LISTED RECORDS
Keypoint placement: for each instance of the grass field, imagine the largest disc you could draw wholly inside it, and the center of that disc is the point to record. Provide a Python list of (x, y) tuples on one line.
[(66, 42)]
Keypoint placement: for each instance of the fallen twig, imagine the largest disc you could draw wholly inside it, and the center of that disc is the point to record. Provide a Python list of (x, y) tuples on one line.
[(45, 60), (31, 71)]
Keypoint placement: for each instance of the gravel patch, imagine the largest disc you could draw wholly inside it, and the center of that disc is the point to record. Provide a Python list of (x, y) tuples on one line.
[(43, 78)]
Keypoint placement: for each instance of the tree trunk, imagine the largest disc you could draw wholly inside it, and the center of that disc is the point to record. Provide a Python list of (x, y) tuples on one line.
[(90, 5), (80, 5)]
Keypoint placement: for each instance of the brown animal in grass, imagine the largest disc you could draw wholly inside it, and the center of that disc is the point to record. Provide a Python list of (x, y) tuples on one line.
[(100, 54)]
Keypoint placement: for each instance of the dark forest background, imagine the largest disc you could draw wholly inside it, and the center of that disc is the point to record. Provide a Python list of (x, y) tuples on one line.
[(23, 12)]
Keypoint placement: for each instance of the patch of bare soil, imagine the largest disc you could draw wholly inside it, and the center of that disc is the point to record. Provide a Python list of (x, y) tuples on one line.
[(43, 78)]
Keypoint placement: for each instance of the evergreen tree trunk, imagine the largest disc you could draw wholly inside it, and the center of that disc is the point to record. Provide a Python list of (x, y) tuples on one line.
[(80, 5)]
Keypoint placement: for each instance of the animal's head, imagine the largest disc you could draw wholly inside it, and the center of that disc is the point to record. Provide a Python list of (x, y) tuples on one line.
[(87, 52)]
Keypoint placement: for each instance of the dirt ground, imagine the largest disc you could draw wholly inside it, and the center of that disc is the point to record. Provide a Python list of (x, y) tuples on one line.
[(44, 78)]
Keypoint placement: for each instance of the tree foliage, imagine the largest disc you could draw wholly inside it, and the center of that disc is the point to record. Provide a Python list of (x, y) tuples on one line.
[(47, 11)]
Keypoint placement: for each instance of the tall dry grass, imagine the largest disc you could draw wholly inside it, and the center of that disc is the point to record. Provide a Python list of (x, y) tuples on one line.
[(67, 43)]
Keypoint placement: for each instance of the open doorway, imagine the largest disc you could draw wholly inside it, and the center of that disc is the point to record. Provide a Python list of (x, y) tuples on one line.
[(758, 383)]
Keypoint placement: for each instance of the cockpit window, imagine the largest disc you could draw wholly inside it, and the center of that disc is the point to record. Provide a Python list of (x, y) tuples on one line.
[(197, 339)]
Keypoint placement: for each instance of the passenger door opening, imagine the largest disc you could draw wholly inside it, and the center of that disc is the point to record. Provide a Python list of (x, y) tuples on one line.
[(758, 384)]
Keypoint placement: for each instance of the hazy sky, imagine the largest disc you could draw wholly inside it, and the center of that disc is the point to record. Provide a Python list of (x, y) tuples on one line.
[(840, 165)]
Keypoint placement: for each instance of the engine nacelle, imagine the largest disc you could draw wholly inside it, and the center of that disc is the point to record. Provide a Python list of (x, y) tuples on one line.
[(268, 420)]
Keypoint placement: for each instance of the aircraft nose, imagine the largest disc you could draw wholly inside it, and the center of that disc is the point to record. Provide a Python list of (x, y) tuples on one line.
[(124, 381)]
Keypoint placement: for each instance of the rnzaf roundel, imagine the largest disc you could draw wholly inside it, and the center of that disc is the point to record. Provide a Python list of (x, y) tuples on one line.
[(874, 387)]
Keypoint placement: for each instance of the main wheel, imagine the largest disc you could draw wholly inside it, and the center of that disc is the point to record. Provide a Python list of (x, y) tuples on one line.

OBJECTIVE
From the records above, extract every entry verbatim.

PROBLEM SOLUTION
Keypoint placement: for each instance of the grass field, imagine the largest disc you could draw wholly inside it, and the center of that disc is the point to record. Provide a Python list of (x, y) tuples on one line.
[(66, 42)]
Keypoint placement: for each instance of the fallen twig, imagine the largest disc you could draw wholly inside it, and the center of that disc is the point to record. Provide a Python list of (x, y) tuples on one line.
[(45, 60), (31, 71)]
Keypoint placement: for each instance of the gravel patch, imagine the largest disc you could draw wholly inside it, and the center of that disc is the point to record. Provide a Python list of (x, y) tuples on one line.
[(43, 78)]
Keypoint placement: for each instance of the tree trunk, imagine the largest disc you could draw wholly inside it, and the center of that disc is the point to record. Provide a Python list of (x, y) tuples on one line.
[(90, 5), (80, 5)]
Keypoint placement: for each instance of the brown animal in grass, imagine the largest disc you could draw wholly inside it, and the center of that disc is the point to record. Provide a Python list of (x, y) tuples on one line.
[(100, 54)]
Keypoint placement: for each instance of the dark forest background, imagine the largest disc you could draw wholly inside it, and the center of that disc is the point to record. Provide a Python list of (x, y) tuples on one line.
[(23, 12)]
Keypoint placement: for each instance of the patch of bare soil, imagine the largest disc you could draw wholly inside it, and the center of that disc is the point to record. Provide a Python list of (x, y) tuples on one line.
[(43, 78)]
Keypoint placement: for each instance of the evergreen tree trunk, imagine the largest disc you could draw wholly inside it, and the center of that disc is the point to record. Provide a Python list of (x, y) tuples on one line.
[(80, 5)]
Keypoint placement: for each instance of the animal's head, imagine the largest disc you could draw wholly inside it, and the center of that disc is the point to record. Provide a Python list of (x, y) tuples on one line.
[(87, 52)]
Keypoint placement: for each instance of the dirt ground, imagine the largest disc you could draw wholly inside it, and the center of that disc is the point to record. Provide a Python list of (x, y) tuples on one line.
[(44, 78)]
Keypoint placement: for each instance of the tree foliage, imagine the largest disc you could draw wholly inside it, and the center of that disc is the point to record. Provide a Python list of (x, y) tuples on one line.
[(47, 11)]
Keypoint placement: for each instance of the tall dry grass, imagine the largest disc you could draw wholly inside it, and the center of that disc is the point to record. Provide a Python list of (x, y) tuples on one line.
[(67, 43)]
Keypoint placement: for each instance of the open doorway, imagine the largest disc you could draw wholly inside it, and the center of that disc is the point to record. Provide a Python list of (x, y) tuples on one line.
[(758, 383)]
Keypoint placement: for each instance of the cockpit window, imagine the largest disc you could draw wholly inside it, and the center of that disc is the point to record. Provide a Python list of (x, y) tuples on one line.
[(197, 339)]
Keypoint placement: for each instance of the passenger door opening, imagine the largest disc you could draw wholly inside it, and the center of that disc is the point to record. Provide a Python list of (x, y) tuples on one line.
[(758, 384)]
Keypoint placement: for each instance of the hazy sky, imagine the largest disc you could draw wholly inside it, and the center of that disc is the point to record. Provide a Python list of (x, y) tuples on one line.
[(840, 165)]
Keypoint placement: for each instance of the engine nacelle, imagine the largest disc you could draw wholly inside it, and the center of that disc is the point to record. Provide a Python list of (x, y) tuples on one line.
[(268, 420)]
Keypoint placement: for each instance of the aircraft nose, imagine the largest disc you could draw wholly inside it, and the center of that disc is the point to record. Provide a Python list of (x, y) tuples on one line.
[(124, 381)]
Keypoint placement: for each instance of the rnzaf roundel, imagine the largest disc you could draw wholly inside it, and the center of that disc is the point to record. Provide a Python list of (x, y) tuples on one line.
[(874, 387)]
Keypoint placement: for each instance of the main wheel, imagine the largest disc you could draw wholly inside it, and the center of that disc is the point to record. Provide a Python list of (x, y) tuples on one line.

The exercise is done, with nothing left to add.